◆ Shape annotation rows ◆

|---|

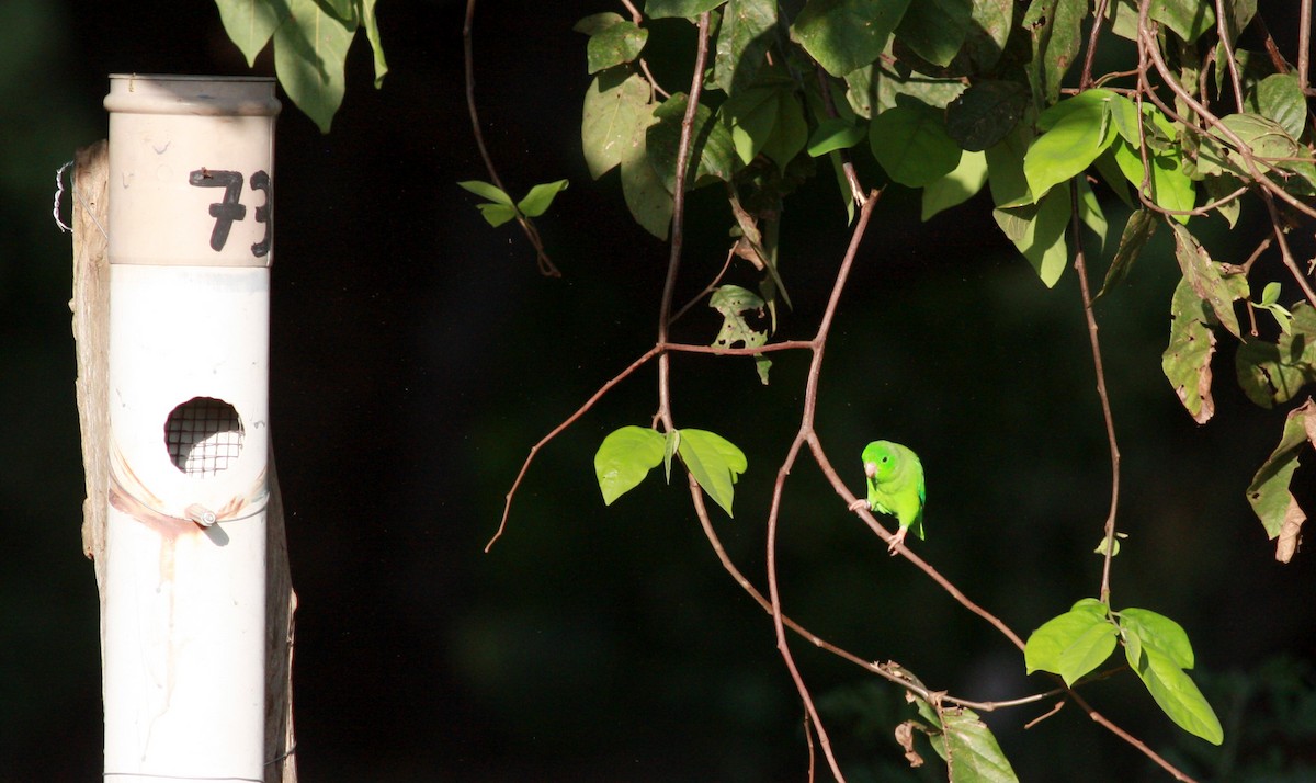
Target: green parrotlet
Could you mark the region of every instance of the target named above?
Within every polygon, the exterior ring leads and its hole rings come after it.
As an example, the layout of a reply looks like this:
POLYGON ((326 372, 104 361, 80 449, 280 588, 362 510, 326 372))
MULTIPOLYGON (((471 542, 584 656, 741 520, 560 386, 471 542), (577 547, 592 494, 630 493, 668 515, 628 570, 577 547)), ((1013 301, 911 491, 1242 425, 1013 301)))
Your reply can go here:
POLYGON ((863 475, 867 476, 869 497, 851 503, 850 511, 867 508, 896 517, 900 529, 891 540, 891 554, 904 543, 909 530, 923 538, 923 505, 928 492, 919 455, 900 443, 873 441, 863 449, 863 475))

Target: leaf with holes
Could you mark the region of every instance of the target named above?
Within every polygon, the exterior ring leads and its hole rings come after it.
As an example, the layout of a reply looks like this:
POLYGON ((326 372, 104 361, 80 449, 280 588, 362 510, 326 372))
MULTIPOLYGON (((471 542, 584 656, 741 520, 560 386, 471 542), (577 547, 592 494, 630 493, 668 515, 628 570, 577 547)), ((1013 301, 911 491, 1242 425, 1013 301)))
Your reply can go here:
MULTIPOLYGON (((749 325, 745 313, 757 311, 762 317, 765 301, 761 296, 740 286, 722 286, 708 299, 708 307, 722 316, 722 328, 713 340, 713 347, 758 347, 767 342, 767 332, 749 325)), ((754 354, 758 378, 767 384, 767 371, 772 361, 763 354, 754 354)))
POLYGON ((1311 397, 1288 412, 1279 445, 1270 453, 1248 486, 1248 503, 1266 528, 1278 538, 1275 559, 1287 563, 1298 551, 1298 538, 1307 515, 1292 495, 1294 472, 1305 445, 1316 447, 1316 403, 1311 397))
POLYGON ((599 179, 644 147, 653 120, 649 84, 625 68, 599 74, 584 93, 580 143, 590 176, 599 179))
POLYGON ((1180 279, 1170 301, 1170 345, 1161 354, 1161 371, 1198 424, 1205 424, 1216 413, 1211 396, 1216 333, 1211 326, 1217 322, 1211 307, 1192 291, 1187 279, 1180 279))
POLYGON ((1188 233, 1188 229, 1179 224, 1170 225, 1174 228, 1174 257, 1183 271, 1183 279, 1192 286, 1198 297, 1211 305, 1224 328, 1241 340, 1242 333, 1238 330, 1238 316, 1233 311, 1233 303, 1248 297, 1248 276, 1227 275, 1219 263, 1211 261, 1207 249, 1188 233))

|---|

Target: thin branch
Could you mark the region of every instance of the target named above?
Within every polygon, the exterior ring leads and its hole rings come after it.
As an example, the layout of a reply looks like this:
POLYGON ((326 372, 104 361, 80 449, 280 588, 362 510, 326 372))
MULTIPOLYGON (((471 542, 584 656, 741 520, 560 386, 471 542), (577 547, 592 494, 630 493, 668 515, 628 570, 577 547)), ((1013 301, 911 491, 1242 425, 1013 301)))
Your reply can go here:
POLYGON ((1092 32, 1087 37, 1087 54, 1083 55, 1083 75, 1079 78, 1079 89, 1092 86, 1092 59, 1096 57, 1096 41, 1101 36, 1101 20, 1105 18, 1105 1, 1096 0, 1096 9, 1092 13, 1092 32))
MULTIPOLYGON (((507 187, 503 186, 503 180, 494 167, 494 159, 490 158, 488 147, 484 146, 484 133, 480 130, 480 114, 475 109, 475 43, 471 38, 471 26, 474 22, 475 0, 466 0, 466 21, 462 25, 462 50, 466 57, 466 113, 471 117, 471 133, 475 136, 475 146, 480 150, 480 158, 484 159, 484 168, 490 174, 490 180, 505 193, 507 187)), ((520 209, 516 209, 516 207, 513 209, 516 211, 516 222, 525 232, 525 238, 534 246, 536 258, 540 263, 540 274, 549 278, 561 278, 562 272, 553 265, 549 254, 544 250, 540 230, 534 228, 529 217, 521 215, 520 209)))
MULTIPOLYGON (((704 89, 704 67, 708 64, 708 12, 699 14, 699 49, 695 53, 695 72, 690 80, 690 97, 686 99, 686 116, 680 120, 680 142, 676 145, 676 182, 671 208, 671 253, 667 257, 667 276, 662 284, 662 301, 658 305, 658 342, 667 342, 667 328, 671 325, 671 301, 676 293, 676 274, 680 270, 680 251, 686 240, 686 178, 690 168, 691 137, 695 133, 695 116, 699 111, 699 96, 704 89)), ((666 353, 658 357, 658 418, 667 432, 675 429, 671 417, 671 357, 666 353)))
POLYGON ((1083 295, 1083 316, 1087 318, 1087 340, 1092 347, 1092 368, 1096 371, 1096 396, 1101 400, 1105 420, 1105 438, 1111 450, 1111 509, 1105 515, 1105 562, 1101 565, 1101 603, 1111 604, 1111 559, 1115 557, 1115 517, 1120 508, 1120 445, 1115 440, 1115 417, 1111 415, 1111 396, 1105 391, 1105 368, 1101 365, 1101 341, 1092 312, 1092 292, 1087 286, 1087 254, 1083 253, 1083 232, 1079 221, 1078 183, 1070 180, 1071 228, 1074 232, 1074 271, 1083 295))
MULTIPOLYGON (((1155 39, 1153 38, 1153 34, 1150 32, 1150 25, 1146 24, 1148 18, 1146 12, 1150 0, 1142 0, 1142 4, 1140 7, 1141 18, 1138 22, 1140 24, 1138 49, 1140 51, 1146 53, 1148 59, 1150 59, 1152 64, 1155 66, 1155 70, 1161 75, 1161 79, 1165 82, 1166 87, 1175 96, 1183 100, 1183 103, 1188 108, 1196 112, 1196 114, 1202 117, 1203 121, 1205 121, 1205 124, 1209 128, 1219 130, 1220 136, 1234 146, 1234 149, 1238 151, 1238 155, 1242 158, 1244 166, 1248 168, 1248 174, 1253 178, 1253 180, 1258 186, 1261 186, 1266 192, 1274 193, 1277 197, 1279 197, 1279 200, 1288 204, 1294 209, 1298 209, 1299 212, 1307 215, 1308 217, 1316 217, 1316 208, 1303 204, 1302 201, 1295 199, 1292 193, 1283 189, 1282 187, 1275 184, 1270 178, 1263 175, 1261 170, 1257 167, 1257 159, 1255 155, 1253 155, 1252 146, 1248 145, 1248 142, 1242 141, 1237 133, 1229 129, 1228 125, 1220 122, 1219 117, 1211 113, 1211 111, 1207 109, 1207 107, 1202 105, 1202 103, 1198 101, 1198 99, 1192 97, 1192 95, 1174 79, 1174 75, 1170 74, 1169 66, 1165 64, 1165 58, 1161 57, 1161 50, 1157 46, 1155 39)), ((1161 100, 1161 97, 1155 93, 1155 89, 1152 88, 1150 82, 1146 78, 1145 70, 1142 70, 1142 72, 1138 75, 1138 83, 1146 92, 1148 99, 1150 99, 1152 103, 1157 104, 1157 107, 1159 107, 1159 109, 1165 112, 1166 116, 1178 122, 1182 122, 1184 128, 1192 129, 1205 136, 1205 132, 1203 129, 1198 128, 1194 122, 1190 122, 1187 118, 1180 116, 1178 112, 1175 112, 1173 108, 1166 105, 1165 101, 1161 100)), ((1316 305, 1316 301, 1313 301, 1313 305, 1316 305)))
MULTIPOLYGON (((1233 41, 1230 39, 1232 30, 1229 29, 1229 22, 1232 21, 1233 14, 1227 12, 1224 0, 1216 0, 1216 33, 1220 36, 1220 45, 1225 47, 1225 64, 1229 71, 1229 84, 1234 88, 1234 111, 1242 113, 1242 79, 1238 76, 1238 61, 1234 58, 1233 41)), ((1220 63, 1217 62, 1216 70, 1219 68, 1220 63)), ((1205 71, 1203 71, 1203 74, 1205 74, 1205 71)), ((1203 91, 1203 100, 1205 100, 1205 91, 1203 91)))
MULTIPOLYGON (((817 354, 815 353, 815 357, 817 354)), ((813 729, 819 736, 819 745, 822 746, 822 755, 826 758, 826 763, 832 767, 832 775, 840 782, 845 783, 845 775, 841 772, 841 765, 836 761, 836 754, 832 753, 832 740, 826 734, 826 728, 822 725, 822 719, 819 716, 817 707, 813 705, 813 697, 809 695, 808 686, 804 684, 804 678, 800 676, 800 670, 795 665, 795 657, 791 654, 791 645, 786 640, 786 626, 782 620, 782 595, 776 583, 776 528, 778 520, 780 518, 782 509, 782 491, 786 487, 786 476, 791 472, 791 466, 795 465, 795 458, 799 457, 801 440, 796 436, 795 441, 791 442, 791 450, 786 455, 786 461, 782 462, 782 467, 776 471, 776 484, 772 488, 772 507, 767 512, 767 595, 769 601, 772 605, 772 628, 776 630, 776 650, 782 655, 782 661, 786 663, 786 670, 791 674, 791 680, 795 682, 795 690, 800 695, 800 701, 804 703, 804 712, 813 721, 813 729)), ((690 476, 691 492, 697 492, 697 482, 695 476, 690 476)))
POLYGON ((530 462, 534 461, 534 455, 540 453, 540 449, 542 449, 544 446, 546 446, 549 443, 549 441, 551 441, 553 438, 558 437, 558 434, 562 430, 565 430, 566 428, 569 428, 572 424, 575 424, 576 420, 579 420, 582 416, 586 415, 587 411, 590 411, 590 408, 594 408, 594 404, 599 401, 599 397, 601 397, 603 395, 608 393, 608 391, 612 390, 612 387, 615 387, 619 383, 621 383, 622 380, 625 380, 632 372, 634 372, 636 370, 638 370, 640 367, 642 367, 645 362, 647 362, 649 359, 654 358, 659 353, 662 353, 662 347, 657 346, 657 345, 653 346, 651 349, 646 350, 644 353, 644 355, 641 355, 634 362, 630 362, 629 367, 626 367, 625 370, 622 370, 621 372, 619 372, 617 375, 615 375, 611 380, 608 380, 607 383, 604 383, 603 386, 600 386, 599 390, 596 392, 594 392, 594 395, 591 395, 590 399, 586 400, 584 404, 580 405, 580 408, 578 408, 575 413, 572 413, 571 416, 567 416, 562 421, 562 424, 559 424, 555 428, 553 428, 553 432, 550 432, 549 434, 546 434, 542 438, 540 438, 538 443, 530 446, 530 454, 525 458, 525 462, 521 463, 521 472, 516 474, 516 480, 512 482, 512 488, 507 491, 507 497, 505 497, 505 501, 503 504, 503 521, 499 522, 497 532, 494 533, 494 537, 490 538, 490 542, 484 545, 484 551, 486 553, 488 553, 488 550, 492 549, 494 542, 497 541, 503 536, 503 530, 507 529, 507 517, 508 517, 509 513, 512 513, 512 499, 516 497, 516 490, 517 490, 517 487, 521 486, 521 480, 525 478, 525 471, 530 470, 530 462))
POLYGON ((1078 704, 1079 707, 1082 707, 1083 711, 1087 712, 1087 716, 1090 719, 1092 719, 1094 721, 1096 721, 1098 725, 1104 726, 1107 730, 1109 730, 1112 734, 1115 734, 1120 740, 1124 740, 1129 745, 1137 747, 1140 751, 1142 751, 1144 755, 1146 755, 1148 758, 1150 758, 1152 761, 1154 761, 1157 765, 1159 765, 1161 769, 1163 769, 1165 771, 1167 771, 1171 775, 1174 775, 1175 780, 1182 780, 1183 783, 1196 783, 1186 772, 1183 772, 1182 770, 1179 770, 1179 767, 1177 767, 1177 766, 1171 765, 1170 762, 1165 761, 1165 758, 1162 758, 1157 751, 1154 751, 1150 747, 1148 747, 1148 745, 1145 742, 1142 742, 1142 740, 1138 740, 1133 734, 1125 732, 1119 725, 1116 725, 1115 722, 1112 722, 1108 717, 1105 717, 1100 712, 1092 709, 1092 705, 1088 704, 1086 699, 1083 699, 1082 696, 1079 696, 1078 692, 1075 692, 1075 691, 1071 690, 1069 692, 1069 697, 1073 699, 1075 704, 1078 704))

|---|

◆ Given instruction ◆
Quote the part that opens with the line containing "Target: leaf with holes" and closes with the line containing "POLYGON ((1188 233, 1188", keeping both of those lines.

◆ Answer in full ◆
Target: leaf with holes
Could you mark the region of every instance of the target named above?
Within every polygon, the exterior ring leads and its hole rings come after it.
As an example, the layout of a reply looks like this:
POLYGON ((326 372, 104 361, 80 449, 280 588, 362 510, 326 372))
MULTIPOLYGON (((471 542, 584 656, 741 520, 560 386, 471 542), (577 547, 592 494, 630 493, 668 515, 628 570, 577 547)), ((1013 301, 911 491, 1242 425, 1013 301)))
Your reply can go here:
MULTIPOLYGON (((749 325, 745 313, 757 311, 762 317, 765 301, 761 296, 740 286, 722 286, 708 299, 708 307, 722 316, 722 328, 713 340, 713 347, 758 347, 767 342, 767 332, 749 325)), ((754 354, 758 378, 767 384, 767 371, 772 361, 763 354, 754 354)))
POLYGON ((1311 397, 1288 412, 1279 445, 1270 453, 1248 486, 1248 503, 1266 528, 1278 538, 1275 559, 1287 563, 1298 551, 1298 538, 1307 515, 1292 495, 1294 472, 1305 445, 1316 447, 1316 403, 1311 397))
POLYGON ((599 179, 644 147, 653 120, 649 84, 625 68, 599 74, 584 93, 580 143, 590 176, 599 179))
POLYGON ((1180 279, 1170 301, 1170 345, 1161 354, 1161 371, 1198 424, 1205 424, 1216 413, 1211 396, 1216 333, 1211 326, 1217 322, 1211 307, 1192 291, 1187 279, 1180 279))
POLYGON ((1188 233, 1188 229, 1179 224, 1170 225, 1174 228, 1174 257, 1183 271, 1183 279, 1192 286, 1198 297, 1211 305, 1224 328, 1241 340, 1242 333, 1238 330, 1238 316, 1233 311, 1233 303, 1248 297, 1248 276, 1227 275, 1219 263, 1211 261, 1207 249, 1188 233))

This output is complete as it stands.